Rewrite every line of the records below, keeping all the text lines as they are, but multiply each coordinate in the answers by 1.4 and round it to the nearest whole number, with halves rounded up. Leave the pictures out.
-------- Data rows
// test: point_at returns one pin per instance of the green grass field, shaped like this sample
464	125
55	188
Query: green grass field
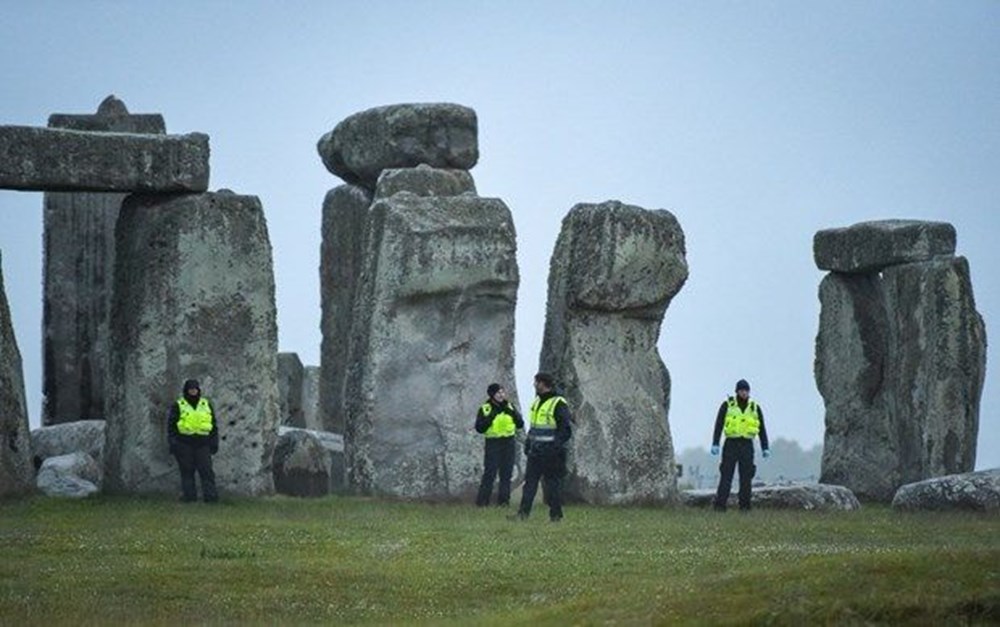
351	560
----------------
Answer to this problem:
// test: point_at returns one pin per instance of the green grass field, shaped like this sample
464	125
55	188
Query: green grass field
491	784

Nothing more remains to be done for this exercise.